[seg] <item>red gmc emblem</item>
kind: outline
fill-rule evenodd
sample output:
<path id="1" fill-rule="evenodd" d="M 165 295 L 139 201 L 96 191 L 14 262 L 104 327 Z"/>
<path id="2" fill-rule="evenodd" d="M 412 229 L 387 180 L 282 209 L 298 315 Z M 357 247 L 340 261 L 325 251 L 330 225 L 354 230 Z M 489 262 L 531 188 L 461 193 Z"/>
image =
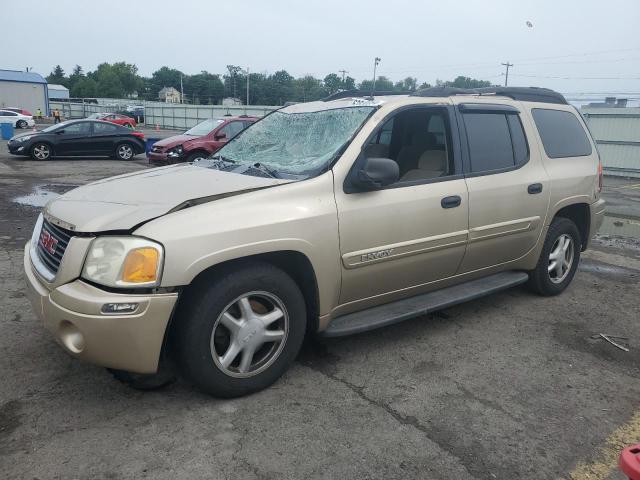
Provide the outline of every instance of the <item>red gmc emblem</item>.
<path id="1" fill-rule="evenodd" d="M 43 229 L 40 233 L 40 245 L 42 245 L 47 252 L 53 255 L 56 253 L 58 240 L 54 238 L 49 232 Z"/>

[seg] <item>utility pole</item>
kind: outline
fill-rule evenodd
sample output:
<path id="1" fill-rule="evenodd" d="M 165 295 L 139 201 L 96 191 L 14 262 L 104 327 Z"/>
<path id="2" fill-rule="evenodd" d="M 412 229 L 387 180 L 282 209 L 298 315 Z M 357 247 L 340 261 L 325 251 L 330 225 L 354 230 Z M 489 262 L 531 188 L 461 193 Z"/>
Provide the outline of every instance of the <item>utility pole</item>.
<path id="1" fill-rule="evenodd" d="M 380 57 L 376 57 L 373 61 L 373 84 L 371 85 L 371 98 L 373 98 L 373 93 L 376 91 L 376 68 L 378 68 L 380 60 Z"/>
<path id="2" fill-rule="evenodd" d="M 513 63 L 507 61 L 507 63 L 501 63 L 500 65 L 507 67 L 507 71 L 504 74 L 504 86 L 506 87 L 509 84 L 509 67 L 513 67 Z"/>
<path id="3" fill-rule="evenodd" d="M 249 105 L 249 67 L 247 67 L 247 105 Z"/>

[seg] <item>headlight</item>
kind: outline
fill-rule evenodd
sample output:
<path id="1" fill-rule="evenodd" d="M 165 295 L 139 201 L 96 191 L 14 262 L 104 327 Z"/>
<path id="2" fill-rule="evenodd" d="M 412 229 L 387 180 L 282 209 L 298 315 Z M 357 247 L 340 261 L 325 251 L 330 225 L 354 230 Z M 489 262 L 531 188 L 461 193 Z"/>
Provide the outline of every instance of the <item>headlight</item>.
<path id="1" fill-rule="evenodd" d="M 182 156 L 182 145 L 178 145 L 177 147 L 173 147 L 167 151 L 167 155 L 169 157 L 180 157 Z"/>
<path id="2" fill-rule="evenodd" d="M 107 287 L 160 284 L 162 245 L 140 237 L 98 237 L 91 242 L 82 277 Z"/>

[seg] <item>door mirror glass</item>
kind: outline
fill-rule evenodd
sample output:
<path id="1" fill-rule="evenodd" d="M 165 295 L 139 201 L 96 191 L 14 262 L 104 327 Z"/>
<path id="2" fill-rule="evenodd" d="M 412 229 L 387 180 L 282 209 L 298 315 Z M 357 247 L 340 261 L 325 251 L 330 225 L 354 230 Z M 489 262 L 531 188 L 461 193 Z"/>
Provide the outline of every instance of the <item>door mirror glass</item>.
<path id="1" fill-rule="evenodd" d="M 390 158 L 367 158 L 355 172 L 353 184 L 360 190 L 380 190 L 400 178 L 398 164 Z"/>

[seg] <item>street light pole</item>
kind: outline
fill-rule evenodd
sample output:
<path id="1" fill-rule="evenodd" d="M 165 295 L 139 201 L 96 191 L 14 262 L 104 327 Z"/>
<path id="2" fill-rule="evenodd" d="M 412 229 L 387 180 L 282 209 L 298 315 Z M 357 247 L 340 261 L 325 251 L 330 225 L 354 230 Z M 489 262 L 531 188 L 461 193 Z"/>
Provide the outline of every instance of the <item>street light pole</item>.
<path id="1" fill-rule="evenodd" d="M 373 84 L 371 85 L 371 98 L 373 98 L 373 93 L 376 91 L 376 68 L 380 63 L 380 57 L 376 57 L 373 61 Z"/>
<path id="2" fill-rule="evenodd" d="M 502 63 L 501 65 L 507 67 L 507 71 L 504 74 L 504 86 L 506 87 L 509 84 L 509 67 L 513 67 L 513 63 Z"/>

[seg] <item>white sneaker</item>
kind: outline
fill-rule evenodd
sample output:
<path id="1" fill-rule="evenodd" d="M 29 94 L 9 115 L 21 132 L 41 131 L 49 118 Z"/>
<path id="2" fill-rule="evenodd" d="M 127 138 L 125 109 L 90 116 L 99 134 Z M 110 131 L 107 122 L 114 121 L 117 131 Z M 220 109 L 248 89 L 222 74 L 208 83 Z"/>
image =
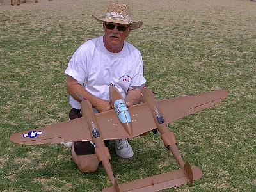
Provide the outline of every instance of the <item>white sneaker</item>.
<path id="1" fill-rule="evenodd" d="M 124 159 L 131 158 L 133 156 L 133 150 L 130 144 L 125 139 L 114 140 L 116 154 Z"/>
<path id="2" fill-rule="evenodd" d="M 63 142 L 62 143 L 67 147 L 71 147 L 73 145 L 73 142 Z"/>

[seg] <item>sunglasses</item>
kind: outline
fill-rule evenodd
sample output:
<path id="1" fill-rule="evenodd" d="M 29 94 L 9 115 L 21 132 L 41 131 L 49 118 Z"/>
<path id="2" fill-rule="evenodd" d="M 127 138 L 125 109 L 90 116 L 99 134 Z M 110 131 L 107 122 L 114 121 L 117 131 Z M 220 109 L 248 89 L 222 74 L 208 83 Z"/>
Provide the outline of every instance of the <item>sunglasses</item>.
<path id="1" fill-rule="evenodd" d="M 113 23 L 105 23 L 105 26 L 108 29 L 113 30 L 115 28 L 115 24 Z M 116 28 L 119 31 L 124 31 L 128 28 L 128 26 L 116 25 Z"/>

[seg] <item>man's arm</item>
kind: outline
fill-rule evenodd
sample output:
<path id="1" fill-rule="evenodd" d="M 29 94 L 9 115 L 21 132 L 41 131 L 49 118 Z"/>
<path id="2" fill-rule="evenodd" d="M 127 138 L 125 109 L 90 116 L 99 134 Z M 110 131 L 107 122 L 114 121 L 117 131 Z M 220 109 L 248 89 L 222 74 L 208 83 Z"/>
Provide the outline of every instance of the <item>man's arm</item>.
<path id="1" fill-rule="evenodd" d="M 110 103 L 105 100 L 95 97 L 86 90 L 78 82 L 72 77 L 67 75 L 66 80 L 67 92 L 76 100 L 81 102 L 76 95 L 80 94 L 83 98 L 87 99 L 99 112 L 106 111 L 112 109 Z"/>
<path id="2" fill-rule="evenodd" d="M 130 88 L 128 90 L 127 95 L 126 95 L 124 100 L 127 107 L 138 104 L 141 101 L 141 91 L 140 88 Z"/>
════════
Exercise instructions:
Copy the material above word for word, beginning at the line that contains "[seg] <item>sunglasses</item>" and stopping after the line that contains "113 23 L 105".

Result:
[seg] <item>sunglasses</item>
kind: outline
fill-rule evenodd
sample output:
<path id="1" fill-rule="evenodd" d="M 29 94 L 9 115 L 21 132 L 41 131 L 49 118 Z"/>
<path id="2" fill-rule="evenodd" d="M 127 138 L 125 109 L 90 116 L 99 134 Z M 110 131 L 107 122 L 114 121 L 117 131 Z M 220 109 L 248 89 L 222 74 L 208 83 Z"/>
Provide the outline of every instance of the <item>sunglasses</item>.
<path id="1" fill-rule="evenodd" d="M 113 23 L 105 23 L 105 26 L 108 29 L 113 30 L 115 28 L 115 24 Z M 116 28 L 119 31 L 124 31 L 128 28 L 128 26 L 116 25 Z"/>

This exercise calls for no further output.